▶ **WRITTEN REQUEST**
State how many lines in the listing below contain the word "ridge". Give only the number.

▶ **DATA FOR THE TASK**
***
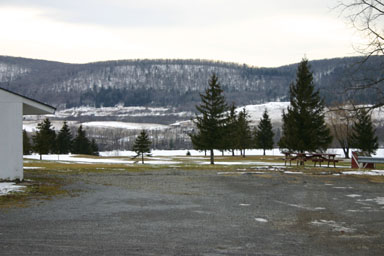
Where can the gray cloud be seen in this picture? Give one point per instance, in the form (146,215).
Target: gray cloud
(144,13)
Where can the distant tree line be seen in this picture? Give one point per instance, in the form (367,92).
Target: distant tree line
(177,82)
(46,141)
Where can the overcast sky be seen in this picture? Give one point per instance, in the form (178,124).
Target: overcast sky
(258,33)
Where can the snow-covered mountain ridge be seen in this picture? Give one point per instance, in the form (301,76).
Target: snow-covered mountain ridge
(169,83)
***
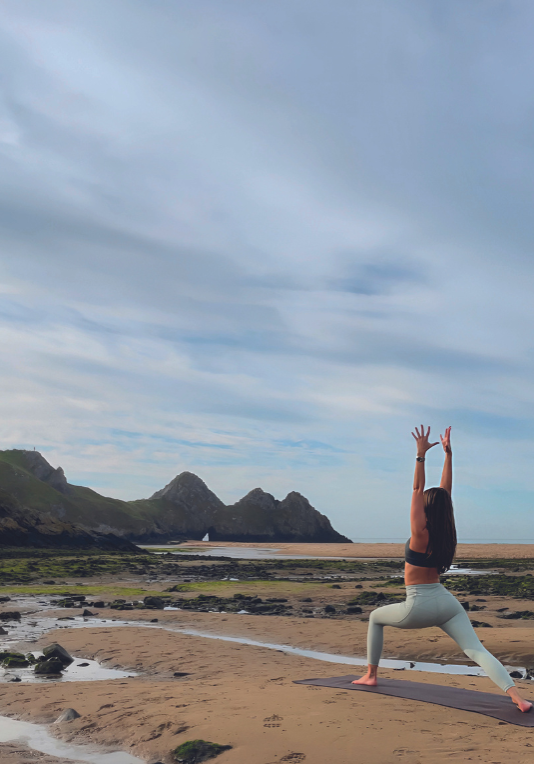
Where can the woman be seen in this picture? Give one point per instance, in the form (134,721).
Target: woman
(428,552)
***
▶ **TASK RESPONSE**
2